Quoted passage:

Regolith X-ray Imaging Spectrometer (REXIS) – a student experiment provided by Massachusetts Institute of Technology and Harvard University, both in Cambridge, Massachusetts, that observe the x-ray spectrum to determine what elements are present on Bennu’s surface and how abundant they are.



Touch-And-Go Sample Acquisition Mechanism (TAGSAM) – an articulated robotic arm with a sampler head, provided by Lockheed Martin Space Systems Company, to collect a sample of Bennu’s surface.

OSIRIS-REx Sample Return Capsule (SRC) – a capsule with a heat shield and parachutes through which the spacecraft will return the asteroid sample to Earth, provided by Lockheed Martin Space Systems Company.



Lockheed Martin Space Systems Company built the spacecraft at its facility near Denver, CO.

Spacecraft specifications:

Length: 20.25 feet (6.2 meters) with solar arrays deployed

Width: 8 feet (2.43 meters) x 8 feet (2.43 meters)

Height: 10.33 feet (3.15 meters)

TAGSAM Length: 11 feet (3.35 meters)

Dry Mass (unfueled): 1,940 pounds (880 kilograms)

Wet Mass (fueled): 4,650 pounds (2,110 kilograms)

Power: Two solar panels generate between 1,226 watts and 3,000 watts, depending on the spacecraft’s distance from the sun.




Things to Know About Bennu

NASA’s first mission to return a sample from an ancient asteroid arrived at its target, the asteroid Bennu, on Dec. 3, 2018. This OSIRIS-REx mission is a seven-year long voyage set to conclude upon the delivery to Earth of at least 2.1 ounces (60 grams) and possibly up to almost four and a half pounds (two kilograms) of sample. It promises to be the largest amount of extraterrestrial material brought back from space since the Apollo era. The 20-year anniversary of the asteroid’s discovery was in September 2019 — and scientists have been collecting data ever since. Here’s what we already know (and some of what we hope to find out) about this pristine remnant from the early days of our solar system.

Listed entries:

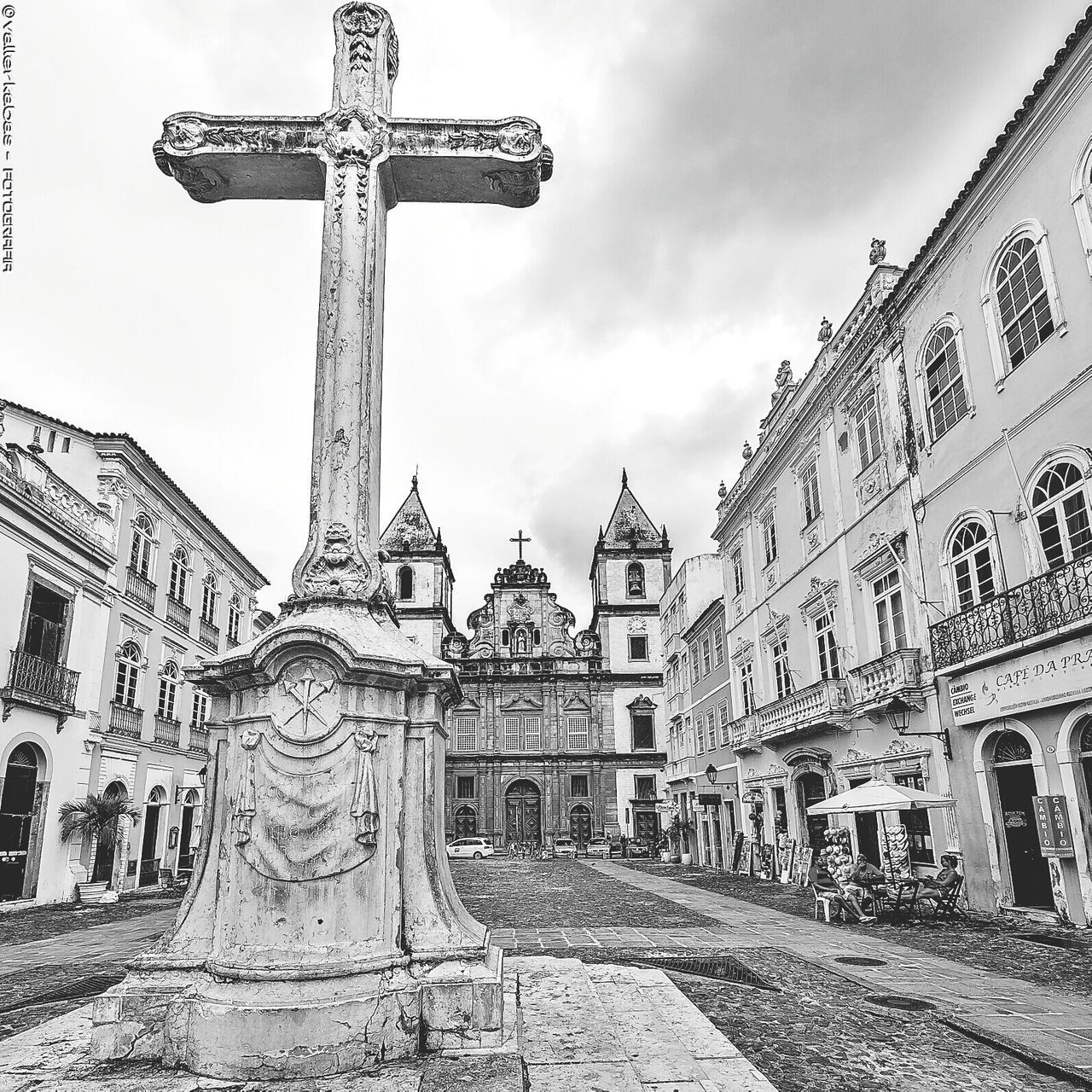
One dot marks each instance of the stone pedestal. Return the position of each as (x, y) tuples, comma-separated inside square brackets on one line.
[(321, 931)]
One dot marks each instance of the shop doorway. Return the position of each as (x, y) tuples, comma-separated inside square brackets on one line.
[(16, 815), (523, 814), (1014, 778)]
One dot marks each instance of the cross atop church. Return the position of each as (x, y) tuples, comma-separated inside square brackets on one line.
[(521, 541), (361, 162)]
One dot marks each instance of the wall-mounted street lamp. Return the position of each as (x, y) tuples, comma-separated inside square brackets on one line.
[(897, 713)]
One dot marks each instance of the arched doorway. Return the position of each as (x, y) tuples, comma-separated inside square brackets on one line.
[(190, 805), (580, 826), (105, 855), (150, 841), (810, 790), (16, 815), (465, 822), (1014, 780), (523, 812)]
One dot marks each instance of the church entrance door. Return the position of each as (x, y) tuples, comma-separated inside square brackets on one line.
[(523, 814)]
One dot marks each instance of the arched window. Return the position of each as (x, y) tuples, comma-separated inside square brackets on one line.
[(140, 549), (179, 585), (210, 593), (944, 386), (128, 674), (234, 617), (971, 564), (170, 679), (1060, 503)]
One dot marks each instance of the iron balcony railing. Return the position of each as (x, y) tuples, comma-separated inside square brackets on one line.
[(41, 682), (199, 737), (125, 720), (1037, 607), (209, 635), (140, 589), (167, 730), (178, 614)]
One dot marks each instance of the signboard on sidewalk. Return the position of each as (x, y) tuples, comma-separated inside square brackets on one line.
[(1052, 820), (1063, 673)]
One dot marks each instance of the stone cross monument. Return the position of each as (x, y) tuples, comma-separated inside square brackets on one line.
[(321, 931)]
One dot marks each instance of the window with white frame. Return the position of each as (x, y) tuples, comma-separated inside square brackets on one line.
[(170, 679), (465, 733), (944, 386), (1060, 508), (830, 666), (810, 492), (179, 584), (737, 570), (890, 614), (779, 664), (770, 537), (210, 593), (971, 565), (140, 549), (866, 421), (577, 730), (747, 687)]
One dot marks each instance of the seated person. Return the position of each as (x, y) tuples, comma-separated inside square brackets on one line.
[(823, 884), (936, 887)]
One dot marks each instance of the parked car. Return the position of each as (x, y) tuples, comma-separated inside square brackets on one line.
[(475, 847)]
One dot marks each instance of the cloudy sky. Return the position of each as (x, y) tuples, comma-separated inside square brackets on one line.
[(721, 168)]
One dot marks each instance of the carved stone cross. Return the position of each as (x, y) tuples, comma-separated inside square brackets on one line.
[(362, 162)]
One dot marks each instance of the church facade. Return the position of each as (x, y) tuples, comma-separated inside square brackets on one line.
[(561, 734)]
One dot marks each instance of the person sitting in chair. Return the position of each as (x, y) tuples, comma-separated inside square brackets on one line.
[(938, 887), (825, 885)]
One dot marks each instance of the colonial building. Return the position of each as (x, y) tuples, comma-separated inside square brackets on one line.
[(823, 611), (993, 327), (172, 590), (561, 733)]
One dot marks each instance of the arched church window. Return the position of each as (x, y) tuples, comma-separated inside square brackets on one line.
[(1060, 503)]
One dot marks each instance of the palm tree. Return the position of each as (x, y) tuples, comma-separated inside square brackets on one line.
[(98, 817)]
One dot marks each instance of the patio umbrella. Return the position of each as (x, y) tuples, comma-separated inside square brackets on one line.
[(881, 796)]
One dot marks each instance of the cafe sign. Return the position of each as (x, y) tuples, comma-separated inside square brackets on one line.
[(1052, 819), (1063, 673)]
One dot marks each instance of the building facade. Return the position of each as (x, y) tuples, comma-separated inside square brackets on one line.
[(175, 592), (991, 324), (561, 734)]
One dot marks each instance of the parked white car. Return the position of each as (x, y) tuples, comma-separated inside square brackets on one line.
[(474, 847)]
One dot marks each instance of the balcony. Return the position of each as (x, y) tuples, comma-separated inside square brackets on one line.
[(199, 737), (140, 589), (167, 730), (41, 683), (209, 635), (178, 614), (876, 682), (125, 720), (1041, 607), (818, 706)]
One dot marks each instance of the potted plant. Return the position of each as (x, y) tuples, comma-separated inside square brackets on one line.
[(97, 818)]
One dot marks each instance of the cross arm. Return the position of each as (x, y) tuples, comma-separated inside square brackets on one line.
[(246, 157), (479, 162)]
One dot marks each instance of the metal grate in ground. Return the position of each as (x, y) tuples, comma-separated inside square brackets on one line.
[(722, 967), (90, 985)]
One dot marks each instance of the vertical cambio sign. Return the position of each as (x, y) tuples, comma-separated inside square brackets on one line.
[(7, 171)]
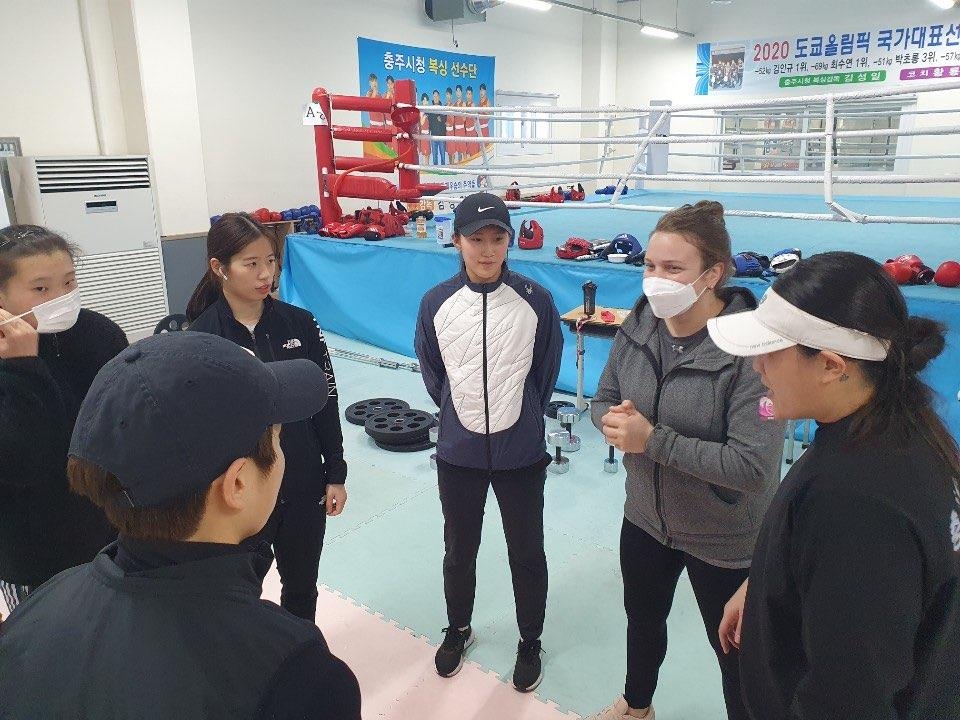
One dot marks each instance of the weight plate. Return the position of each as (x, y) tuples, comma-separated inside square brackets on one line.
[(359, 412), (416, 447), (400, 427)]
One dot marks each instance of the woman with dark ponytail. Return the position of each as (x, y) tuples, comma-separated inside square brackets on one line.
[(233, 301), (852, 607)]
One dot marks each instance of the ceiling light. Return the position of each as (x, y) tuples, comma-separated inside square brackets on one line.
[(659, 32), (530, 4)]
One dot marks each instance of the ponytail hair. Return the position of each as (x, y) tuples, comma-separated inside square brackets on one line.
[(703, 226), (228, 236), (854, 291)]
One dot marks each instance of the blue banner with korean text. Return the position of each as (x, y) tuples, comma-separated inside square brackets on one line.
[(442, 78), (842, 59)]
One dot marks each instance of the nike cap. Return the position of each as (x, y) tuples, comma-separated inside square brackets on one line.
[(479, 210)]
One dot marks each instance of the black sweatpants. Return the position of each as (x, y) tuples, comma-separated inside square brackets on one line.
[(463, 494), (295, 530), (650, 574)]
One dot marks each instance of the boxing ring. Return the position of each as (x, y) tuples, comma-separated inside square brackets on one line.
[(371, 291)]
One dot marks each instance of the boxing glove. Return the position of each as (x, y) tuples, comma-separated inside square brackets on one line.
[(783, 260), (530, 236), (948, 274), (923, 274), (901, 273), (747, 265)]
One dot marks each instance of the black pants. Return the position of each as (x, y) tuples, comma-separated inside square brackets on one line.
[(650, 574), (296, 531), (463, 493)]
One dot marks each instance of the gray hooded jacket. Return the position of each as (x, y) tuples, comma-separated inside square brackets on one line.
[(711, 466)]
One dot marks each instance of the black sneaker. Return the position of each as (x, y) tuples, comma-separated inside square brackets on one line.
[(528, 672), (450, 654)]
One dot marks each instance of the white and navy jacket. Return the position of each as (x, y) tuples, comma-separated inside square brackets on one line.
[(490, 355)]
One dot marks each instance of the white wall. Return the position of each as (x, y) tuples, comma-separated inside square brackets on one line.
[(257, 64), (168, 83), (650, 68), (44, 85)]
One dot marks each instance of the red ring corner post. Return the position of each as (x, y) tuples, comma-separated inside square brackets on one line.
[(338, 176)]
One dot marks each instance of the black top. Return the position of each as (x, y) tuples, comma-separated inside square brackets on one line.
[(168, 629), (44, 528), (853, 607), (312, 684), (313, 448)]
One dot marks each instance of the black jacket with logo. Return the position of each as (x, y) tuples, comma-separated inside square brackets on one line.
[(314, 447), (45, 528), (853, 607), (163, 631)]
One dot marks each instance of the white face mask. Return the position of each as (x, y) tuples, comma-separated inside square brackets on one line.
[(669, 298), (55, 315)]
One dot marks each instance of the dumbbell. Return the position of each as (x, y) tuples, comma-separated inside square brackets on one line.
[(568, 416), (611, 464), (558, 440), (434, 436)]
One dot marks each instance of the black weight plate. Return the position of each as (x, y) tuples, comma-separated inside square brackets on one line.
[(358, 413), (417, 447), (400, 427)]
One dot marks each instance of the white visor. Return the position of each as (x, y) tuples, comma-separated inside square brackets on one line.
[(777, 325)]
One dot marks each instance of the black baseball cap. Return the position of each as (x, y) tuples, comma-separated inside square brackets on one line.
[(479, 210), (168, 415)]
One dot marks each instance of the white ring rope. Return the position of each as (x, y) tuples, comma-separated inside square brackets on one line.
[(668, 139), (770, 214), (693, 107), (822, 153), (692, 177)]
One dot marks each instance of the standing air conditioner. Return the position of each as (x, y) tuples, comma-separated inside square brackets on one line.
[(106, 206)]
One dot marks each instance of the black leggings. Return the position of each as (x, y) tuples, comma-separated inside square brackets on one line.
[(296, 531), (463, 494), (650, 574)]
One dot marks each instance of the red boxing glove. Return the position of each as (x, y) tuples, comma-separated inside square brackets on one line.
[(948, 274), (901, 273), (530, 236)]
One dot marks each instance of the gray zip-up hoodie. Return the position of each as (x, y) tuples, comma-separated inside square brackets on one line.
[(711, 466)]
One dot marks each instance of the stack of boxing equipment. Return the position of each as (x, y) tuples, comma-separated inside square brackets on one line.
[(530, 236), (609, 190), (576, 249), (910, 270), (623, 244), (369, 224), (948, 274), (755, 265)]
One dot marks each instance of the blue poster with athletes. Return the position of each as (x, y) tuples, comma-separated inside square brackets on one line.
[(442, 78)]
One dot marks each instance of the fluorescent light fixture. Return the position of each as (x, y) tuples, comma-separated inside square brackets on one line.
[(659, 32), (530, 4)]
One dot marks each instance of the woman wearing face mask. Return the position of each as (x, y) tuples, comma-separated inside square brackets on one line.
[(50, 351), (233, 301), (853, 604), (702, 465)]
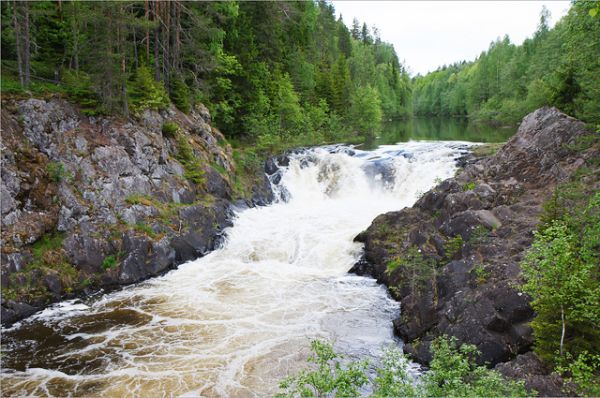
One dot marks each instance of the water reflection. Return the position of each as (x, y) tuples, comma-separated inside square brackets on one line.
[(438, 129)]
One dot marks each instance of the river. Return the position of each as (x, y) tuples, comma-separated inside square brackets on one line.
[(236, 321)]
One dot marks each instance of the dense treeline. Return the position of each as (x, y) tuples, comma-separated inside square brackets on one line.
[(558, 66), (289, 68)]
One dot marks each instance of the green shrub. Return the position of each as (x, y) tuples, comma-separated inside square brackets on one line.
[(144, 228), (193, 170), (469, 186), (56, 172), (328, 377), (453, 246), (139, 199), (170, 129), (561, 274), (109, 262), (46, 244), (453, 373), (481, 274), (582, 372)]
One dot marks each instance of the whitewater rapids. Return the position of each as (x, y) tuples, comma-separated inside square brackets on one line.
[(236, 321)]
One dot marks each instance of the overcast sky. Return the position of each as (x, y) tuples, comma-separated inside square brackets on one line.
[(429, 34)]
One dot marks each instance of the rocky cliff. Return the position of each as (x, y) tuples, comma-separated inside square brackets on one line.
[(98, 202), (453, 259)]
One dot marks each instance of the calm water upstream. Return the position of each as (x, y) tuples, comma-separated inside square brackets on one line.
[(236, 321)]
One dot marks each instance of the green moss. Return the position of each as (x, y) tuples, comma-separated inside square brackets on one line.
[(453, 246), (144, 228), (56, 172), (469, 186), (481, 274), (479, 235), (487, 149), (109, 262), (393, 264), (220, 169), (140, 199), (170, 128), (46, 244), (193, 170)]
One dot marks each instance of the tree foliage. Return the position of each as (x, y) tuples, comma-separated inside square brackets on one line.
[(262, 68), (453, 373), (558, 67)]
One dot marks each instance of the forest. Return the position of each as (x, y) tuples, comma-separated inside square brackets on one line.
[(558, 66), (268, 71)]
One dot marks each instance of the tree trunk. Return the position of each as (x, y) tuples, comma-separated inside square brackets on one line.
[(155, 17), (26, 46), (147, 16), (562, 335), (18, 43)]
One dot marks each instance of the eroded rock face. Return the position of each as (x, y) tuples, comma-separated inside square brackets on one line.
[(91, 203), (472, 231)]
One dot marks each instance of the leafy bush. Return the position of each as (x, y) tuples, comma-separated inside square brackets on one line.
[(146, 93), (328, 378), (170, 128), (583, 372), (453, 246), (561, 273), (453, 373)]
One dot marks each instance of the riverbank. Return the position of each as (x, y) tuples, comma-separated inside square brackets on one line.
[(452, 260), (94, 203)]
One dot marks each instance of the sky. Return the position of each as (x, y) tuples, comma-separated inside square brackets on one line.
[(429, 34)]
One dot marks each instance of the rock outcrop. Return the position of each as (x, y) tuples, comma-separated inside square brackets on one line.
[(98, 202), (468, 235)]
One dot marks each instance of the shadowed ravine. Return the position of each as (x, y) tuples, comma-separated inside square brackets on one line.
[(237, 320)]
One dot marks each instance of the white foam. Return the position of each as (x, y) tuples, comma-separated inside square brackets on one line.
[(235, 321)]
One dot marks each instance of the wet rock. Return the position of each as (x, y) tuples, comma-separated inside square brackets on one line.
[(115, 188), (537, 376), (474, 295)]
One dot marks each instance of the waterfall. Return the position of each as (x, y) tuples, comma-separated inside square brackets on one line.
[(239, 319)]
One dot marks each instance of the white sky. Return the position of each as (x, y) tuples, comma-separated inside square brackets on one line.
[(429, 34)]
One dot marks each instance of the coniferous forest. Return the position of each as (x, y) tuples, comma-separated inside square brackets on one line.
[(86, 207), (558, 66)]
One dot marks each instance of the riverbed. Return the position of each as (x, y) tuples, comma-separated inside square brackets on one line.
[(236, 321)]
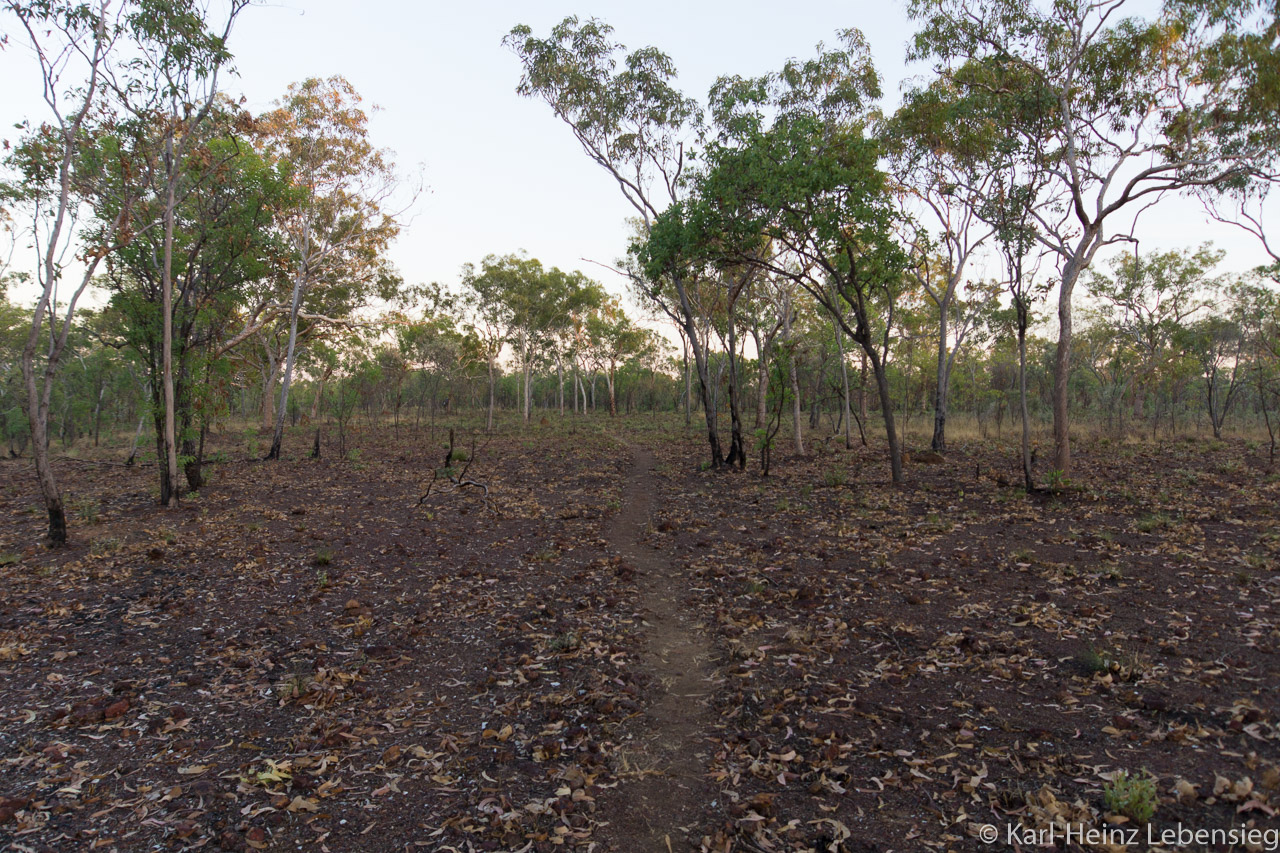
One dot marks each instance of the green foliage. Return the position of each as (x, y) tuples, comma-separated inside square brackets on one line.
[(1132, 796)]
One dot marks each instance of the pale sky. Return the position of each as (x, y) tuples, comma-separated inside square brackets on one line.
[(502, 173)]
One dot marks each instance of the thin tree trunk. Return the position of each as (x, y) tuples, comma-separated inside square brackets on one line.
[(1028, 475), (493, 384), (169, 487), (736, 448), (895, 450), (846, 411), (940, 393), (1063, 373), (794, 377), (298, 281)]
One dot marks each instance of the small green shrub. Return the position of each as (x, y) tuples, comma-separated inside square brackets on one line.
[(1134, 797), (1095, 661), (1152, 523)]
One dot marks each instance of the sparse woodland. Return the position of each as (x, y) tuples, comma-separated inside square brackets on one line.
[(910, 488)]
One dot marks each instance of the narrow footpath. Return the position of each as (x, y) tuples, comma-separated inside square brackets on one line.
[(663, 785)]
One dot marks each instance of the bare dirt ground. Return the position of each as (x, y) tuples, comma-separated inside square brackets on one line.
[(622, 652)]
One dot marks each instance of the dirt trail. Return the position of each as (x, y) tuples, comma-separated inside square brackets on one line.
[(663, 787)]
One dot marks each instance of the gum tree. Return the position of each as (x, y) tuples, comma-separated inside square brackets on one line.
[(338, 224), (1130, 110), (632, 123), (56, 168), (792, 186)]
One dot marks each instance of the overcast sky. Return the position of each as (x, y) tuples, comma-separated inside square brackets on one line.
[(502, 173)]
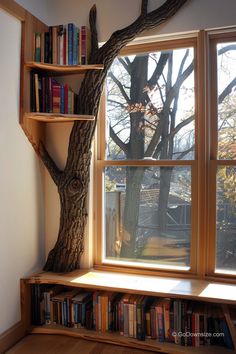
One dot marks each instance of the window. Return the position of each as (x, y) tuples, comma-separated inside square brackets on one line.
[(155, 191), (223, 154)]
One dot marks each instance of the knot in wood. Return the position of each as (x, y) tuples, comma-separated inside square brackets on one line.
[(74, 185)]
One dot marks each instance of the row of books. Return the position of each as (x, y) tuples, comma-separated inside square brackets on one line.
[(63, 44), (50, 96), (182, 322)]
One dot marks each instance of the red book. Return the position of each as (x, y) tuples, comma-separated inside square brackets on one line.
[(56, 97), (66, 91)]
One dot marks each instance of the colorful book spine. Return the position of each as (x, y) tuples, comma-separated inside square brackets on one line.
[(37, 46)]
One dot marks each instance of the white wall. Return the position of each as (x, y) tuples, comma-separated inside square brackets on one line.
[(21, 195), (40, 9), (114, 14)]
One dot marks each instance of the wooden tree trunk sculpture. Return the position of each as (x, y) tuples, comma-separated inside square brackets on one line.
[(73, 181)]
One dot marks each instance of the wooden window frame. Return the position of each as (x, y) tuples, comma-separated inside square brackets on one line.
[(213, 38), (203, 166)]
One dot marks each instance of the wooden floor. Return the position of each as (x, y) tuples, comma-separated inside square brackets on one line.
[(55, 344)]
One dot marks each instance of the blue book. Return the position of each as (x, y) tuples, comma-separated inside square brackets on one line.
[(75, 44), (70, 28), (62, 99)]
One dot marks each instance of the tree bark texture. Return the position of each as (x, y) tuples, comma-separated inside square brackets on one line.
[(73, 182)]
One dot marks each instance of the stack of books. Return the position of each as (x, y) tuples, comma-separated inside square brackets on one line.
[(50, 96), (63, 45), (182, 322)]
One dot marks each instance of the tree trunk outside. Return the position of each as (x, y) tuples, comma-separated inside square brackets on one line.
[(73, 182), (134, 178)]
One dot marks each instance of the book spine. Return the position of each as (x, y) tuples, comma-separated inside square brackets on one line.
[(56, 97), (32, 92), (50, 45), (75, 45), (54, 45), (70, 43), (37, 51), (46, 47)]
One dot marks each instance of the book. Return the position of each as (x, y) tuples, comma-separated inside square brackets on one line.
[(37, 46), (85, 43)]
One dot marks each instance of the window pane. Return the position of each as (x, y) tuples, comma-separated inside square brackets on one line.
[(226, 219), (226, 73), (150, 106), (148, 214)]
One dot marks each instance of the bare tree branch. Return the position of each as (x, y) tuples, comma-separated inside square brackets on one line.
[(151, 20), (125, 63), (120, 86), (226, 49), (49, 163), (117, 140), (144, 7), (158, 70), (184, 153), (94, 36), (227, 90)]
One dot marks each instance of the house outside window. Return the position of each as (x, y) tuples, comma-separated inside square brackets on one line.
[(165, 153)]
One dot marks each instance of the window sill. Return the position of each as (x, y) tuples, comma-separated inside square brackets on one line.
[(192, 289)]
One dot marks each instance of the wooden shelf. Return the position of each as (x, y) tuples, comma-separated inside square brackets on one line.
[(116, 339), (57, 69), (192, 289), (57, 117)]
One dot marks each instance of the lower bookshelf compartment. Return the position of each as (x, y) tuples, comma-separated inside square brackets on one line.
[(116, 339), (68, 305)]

Task set:
A – According to the OSIRIS-REx passage, on what date did the mission arrive at the asteroid Bennu?
B – Quote the OSIRIS-REx passage word for word, starting at "Length: 20.25 feet" and ending at "pounds (880 kilograms)".
C – Write what comes next in the OSIRIS-REx passage, picking up after its final sentence.
The items are separate material from the OSIRIS-REx passage.

Results of the tasks:
A – Dec. 3, 2018

B –
Length: 20.25 feet (6.2 meters) with solar arrays deployed

Width: 8 feet (2.43 meters) x 8 feet (2.43 meters)

Height: 10.33 feet (3.15 meters)

TAGSAM Length: 11 feet (3.35 meters)

Dry Mass (unfueled): 1,940 pounds (880 kilograms)

C –
Bennu is classified as a B-type asteroid, which means it contains a lot of carbon in and along with its various minerals. Bennu’s carbon content creates a surface on the asteroid that reflects about four percent of the light that hits it — and that’s not a lot. For contrast, the solar system’s brightest planet, Venus, reflects around 65 percent of incoming sunlight, and Earth reflects about 30 percent. Bennu is a carbonaceous asteroid that hasn’t undergone drastic, composition-altering change, meaning that on and below its deeper-than-pitch-black surface are chemicals and rocks from the birth of the solar system.


Bennu has been (mostly) undisturbed for billions of years. Not only is it conveniently close and carbonaceous, it is also so primitive that scientists calculated it formed in the first 10 million years of our solar system’s history — over 4.5 billion years ago. Thanks to the Yarkovsky effect -- the slight push created when the asteroid absorbs sunlight and re-emits that energy as heat -- and gravitational tugs from other celestial bodies, it has drifted closer and closer to Earth from its likely birthplace: the Main Asteroid Belt between Mars and Jupiter.


Is Bennu space trash or scientific treasure? While “rubble pile” sounds like an insult, it’s actually a real astronomy classification. Rubble-pile asteroids like Bennu are celestial bodies made from lots of pieces of rocky debris that gravity compressed together. This kind of detritus is produced when an impact shatters a much larger body (for Bennu, it was a parent asteroid around 60 miles [about 100 km] wide). Bennu, for contrast, is about as tall as the Empire State Building. It likely took just a few weeks for these shards of space wreckage to coalesce into the rubble-pile that is Bennu. Bennu is full of holes inside, with 20 to 40 percent of its volume being empty space. The asteroid is actually in danger of flying apart, if it starts to rotate much faster or interacts too closely with a planetary body.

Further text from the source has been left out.